Excerpted passage —
Solved: Re: 254 snapshot limit on volume

IGORSTOJNOV · ‎2016-01-11

Hiya!

One of the volumes on our 7-Mode 8.1.4 systems has hit a 254 snapshot limit... It holds the underlying LUN for one of the vSphere datastores (APP01), whose purpose is to host virtual disks for a lot of virtual machines. These machines also have disks on other datastores as well so when VSC is creating snapshots for either one of these other datstores, it triggers a snapshot for APP01 datastore also. And the snapshot retention we have in place made the volume reach it's snapshot limit a few days ago.

node1> snap autodelete app01
snapshot autodelete settings for app01:
state                           : on
commitment                      : try
trigger                         : volume
target_free_space               : 20%
delete_order                    : oldest_first
defer_delete                    : user_created
prefix                          : (not specified)
destroy_list                    : none

As you can see above, snap autodelete is enabled - but as far as I can see, there's no trigger for snapshout count.

Only for volume, snap_reserve or space_reserve utilization. And neither of those is the case here...

Is there a way to automate deletion of oldest snapshots once snapshot count reaches maximum value?

Regards,

Igor

mbeattie · ‎2016-01-11

Hi,

Here is an "example" script for you. The code to delete the snapshots is commented out so it will simply state what it "would" do if you remove the mulit line comments "<# #>" around the do loop.

As an example i have used hourly snapshots. EG

TESTNS01> vfiler run testnv01 snap list volume_01

===== testnv01
Volume volume_01
working...

%/used       %/total date          name
---------- ---------- ------------ --------
29% (29%)    0% ( 0%) Jan 12 20:00 hourly.0
47% (32%)    0% ( 0%) Jan 12 16:00 hourly.1
57% (32%)    0% ( 0%) Jan 12 12:00 hourly.2
64% (32%)    0% ( 0%) Jan 12 08:00 hourly.3
70% (32%)    0% ( 0%) Jan 12 00:00 nightly.0
74% (36%)    0% ( 0%) Jan 11 20:00 hourly.4
77% (32%)    0% ( 0%) Jan 11 16:00 hourly.5
79% (32%)    0% ( 0%) Jan 11 00:00 nightly.1

If you wanted to automate the deletion of hourly snapshots greater than a threshold (i've used 4) to retain hourly.0-3 then the following script will do that. I'd imagine your configuration is somewhat similar with a differenent snapshot naming standard for you 254 snapshots (you might want to consider setting the snapshot threshold variable to a lower value, eg 250 to ensure manual snapshots can be taken if required).

Directive 1 —
In the listing, substitute "fair hair" for "blonde hair" in the lines from the one containing "Outline every instance of the blonde hair." to the one containing "183 90 L 174". Leave everything else unchanged and return only those lines.

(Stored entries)
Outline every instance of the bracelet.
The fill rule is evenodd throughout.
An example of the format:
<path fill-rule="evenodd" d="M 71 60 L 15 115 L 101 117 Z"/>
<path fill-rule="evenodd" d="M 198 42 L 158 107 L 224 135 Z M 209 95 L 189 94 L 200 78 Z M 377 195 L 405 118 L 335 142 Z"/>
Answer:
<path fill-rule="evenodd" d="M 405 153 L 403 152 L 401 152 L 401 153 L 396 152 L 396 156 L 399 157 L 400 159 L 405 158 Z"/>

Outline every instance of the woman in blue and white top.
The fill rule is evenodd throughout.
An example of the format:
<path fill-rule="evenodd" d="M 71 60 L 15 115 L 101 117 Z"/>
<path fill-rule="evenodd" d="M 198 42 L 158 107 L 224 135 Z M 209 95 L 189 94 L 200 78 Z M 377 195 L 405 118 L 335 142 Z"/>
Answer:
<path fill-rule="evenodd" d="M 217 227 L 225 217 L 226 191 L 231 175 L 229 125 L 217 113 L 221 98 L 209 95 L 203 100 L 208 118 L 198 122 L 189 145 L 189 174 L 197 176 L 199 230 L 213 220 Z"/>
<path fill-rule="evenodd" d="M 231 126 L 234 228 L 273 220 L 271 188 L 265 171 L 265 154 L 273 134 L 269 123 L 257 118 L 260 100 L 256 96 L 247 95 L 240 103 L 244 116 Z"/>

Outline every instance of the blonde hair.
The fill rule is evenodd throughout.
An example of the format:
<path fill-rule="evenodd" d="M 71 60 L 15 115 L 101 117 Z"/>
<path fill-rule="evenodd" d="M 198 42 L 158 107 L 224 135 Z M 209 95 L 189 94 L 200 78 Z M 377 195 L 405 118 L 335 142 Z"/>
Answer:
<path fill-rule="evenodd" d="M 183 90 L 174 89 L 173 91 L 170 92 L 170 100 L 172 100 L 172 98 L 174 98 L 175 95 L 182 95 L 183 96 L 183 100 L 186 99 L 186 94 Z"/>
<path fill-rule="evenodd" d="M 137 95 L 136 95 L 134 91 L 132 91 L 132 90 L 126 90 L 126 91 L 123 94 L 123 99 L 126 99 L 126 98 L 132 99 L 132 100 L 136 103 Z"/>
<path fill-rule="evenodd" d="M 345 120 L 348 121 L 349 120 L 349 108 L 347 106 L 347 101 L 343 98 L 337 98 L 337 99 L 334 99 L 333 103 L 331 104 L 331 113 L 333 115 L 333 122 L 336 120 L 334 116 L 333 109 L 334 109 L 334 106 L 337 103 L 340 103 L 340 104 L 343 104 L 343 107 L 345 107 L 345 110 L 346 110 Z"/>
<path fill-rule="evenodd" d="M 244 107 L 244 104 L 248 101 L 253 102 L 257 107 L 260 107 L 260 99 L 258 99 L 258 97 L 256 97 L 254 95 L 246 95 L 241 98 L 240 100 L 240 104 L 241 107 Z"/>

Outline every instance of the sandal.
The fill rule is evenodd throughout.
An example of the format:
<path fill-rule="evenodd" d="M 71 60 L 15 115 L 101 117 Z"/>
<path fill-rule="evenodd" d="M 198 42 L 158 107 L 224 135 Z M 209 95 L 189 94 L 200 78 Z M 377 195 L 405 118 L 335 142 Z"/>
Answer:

Directive 2 —
Write the next part of the forum thread on the 254-snapshot volume limit, picking up after its final sentence.

Expected output 1 —
Outline every instance of the fair hair.
The fill rule is evenodd throughout.
An example of the format:
<path fill-rule="evenodd" d="M 71 60 L 15 115 L 101 117 Z"/>
<path fill-rule="evenodd" d="M 198 42 L 158 107 L 224 135 Z M 209 95 L 189 94 L 200 78 Z M 377 195 L 405 118 L 335 142 Z"/>
Answer:
<path fill-rule="evenodd" d="M 183 90 L 174 89 L 173 91 L 170 92 L 170 100 L 172 100 L 172 98 L 174 98 L 175 95 L 182 95 L 183 96 L 183 100 L 186 99 L 186 94 Z"/>

Expected output 2 —
#'------------------------------------------------------------------------------
Import-Module DataONTAP
[String]$controllerName = "testns01"
[String]$vfilerName     = "testnv01"
[String]$snapshotPrefix = "hourly"
[String]$volumeName     = "volume_01"
[Int]$snapshotThreshold = 4
$credentials            = Get-Credential -Credential root
#'------------------------------------------------------------------------------
#'Connect to the controller and vfiler.
#'------------------------------------------------------------------------------
Try{
   Connect-NaController -Name $controllerName -Vfiler $vfilerName -HTTPS -Credential $credentials | Out-Null
   Write-Host "Connected to controller ""$controllerName"" vfiler ""$vfilerName"""
}Catch{
   Throw $("Failed connecting to controller ""$controllerName"" vfiler ""$vfilerName"". Error " + $_.Exception.Message)
}
#'------------------------------------------------------------------------------
#'Enumerate the snapshots for the vfilers volume matching the snapshot prefix.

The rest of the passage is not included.